:: Required action ::
In the painter interview, copy the passage between "I also find" and "autonomy, of individuality.", inclusive, substituting "battle" for each "struggle".

:: Document segment ::
Adrian Genie fascinates me above all by his path and his research. He went from intense figuration to great plastic ambition through daring composition while retaining figurative markers like a climber's holds in the rock. I saw him on a video throwing paintballs on his paintings. He has great freedom, and I still have a long way to go.

I also find Giacometti's paintings fascinating, and some of Gustave Courbet's, like the Ruisseau du Puits Noir, a kind of absolute masterpiece.

Man On The Beach © Patrick Vandecasteele

Man On The Beach © Patrick Vandecasteele

Fire Discovery © Patrick Vandecasteele

Fire Discovery © Patrick Vandecasteele

In your paintings, you almost always depict human beings with their postures and uniforms. What are you trying to communicate with your art? What themes do you pursue?

I deploy and continue to explore humans' physical, psychological, and social posture, the various costumes worn by humans to dress their intimate hiatuses.
I must succeed in painting our struggle to face others, to approach others, the struggle between our multiple intimacies, between our imperative of life in society, of voluntary submission to servitude, and the imperious necessity of autonomy, of individuality.

How do you get ideas for each piece of art? And how do you translate the ideas into artworks?

I spend hours watching live performance videos to capture the postures that speak to me and take screenshots. Sometimes I combine several different ones and create my own scene. This leads to “alone on stage,” duets, trios.

Each Side © Patrick Vandecasteele

Each Side © Patrick Vandecasteele

Do you have an essential philosophy that guides you in your creative expression?

I try to bring closer the gesture-subject by the gesture-painted to restore the spontaneity of the human posture, its fleetingness, the unconscious that inhabits a body and its holding, and the links between countenance, thoughts, gestures, and intentions, failed containment of impulses and words, mental melee.
I like to think that the act of painting can be compared to a dance movement on the canvas.

Over the past 12 months, we have witnessed a growing number of online exhibitions and live events. What do you think of the recent changes in the art world? Do you miss the art world as it was before the pandemic, or do you see more opportunity now?

I think the pandemic has accelerated a process that was already underway before. The development of digital technology is unstoppable, and it changes in part the way art is shown, known, and communicated. It's rather a chance for emerging artists because it's easier for them to show their work. There is also a whole field of purely digital creation that invests quite naturally the presentation by screens.

But for painting, drawing, sculpture, it is also important to really confront the work. The dimension, technique, and especially the plastic nuances can only be fully perceived in front of the work, with the physical sensation of being immersed in it, of being connected to it.

Three Men © Patrick Vandecasteele

Three Men © Patrick Vandecasteele

Do you have any upcoming shows or collaborations you are looking forward to?

I now have a set of coherent paintings and drawings that I will show. I am therefore entering a phase where I will propose more and more my work, but also, why not bring together other artists in the same process as me to set up show projects together.

And lastly, what is one lesson you learned in the past year?

I am among those who were deeply shocked by the brutal closure of cultural places. Thousands of artists around the world had their exhibitions or showed canceled. Galleries, museums, theaters had to close, while culture is one of the activities with the greatest experience in a public welcoming, which could have been continued in complete safety by mastering gauges and shielding measures.

A year ago, we were unaware of the degree of freedom that we are deprived of today. I am stunned by the fragility of what was the joy of living in a world of culture. Today everything has to be redone. The road will be long and difficult.

Artists have a great role in keeping culture as an alternative to enslavement by work and consumption.

:: Information provided ::
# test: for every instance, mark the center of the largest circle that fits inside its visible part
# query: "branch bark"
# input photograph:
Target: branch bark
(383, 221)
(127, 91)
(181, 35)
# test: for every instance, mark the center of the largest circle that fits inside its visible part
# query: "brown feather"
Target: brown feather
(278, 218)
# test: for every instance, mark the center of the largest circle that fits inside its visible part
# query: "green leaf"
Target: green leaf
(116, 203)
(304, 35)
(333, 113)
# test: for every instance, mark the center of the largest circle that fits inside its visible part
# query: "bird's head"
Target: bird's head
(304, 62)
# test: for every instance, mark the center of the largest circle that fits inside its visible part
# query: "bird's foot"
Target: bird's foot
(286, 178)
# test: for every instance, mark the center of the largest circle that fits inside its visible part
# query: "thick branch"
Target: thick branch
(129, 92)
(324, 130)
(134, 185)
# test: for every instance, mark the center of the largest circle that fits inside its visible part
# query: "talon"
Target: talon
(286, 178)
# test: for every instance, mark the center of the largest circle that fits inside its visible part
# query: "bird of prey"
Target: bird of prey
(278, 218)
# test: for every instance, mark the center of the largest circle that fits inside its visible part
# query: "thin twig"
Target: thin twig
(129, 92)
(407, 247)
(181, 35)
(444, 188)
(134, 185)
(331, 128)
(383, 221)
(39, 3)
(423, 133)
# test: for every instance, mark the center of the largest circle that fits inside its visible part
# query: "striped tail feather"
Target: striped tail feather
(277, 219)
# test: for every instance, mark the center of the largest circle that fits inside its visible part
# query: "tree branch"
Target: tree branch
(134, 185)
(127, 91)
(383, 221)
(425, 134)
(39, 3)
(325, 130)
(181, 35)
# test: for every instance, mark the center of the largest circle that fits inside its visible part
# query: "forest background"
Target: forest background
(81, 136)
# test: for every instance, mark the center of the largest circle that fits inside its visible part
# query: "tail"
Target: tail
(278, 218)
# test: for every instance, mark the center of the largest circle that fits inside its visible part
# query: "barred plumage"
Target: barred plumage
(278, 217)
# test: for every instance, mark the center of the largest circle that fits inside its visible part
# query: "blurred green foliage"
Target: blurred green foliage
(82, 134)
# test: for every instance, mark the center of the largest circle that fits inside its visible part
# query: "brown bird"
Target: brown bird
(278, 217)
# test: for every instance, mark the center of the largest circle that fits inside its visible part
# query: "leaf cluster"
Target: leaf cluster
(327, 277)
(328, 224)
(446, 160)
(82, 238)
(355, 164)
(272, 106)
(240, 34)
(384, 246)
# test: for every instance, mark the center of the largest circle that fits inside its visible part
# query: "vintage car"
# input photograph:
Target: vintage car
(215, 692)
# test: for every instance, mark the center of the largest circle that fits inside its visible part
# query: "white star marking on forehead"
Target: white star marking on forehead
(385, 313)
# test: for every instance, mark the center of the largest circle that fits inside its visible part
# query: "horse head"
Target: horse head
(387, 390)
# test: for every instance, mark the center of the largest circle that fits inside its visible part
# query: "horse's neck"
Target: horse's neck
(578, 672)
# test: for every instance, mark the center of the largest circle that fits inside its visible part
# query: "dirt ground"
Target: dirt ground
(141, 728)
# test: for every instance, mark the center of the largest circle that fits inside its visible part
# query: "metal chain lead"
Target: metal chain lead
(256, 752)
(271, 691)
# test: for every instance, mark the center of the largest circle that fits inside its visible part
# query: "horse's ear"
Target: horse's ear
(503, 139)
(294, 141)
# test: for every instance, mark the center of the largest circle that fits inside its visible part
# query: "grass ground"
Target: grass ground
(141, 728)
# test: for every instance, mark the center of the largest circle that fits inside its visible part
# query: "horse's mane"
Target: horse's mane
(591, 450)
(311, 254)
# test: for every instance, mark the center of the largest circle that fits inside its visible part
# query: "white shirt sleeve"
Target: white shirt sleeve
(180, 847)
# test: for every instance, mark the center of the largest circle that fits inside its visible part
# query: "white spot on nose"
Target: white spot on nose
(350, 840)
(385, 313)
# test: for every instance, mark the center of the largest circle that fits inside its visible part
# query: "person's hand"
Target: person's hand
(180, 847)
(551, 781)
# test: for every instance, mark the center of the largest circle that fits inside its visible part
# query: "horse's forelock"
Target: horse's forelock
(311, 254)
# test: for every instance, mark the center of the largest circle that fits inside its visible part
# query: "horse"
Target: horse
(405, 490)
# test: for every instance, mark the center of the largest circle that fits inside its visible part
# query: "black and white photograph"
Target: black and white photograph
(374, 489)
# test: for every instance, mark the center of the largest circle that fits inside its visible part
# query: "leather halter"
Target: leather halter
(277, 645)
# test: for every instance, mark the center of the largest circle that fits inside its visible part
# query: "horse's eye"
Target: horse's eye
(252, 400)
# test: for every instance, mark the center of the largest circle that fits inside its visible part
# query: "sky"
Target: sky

:: Response to the exercise ::
I also find Giacometti's paintings fascinating, and some of Gustave Courbet's, like the Ruisseau du Puits Noir, a kind of absolute masterpiece.

Man On The Beach © Patrick Vandecasteele

Man On The Beach © Patrick Vandecasteele

Fire Discovery © Patrick Vandecasteele

Fire Discovery © Patrick Vandecasteele

In your paintings, you almost always depict human beings with their postures and uniforms. What are you trying to communicate with your art? What themes do you pursue?

I deploy and continue to explore humans' physical, psychological, and social posture, the various costumes worn by humans to dress their intimate hiatuses.
I must succeed in painting our battle to face others, to approach others, the battle between our multiple intimacies, between our imperative of life in society, of voluntary submission to servitude, and the imperious necessity of autonomy, of individuality.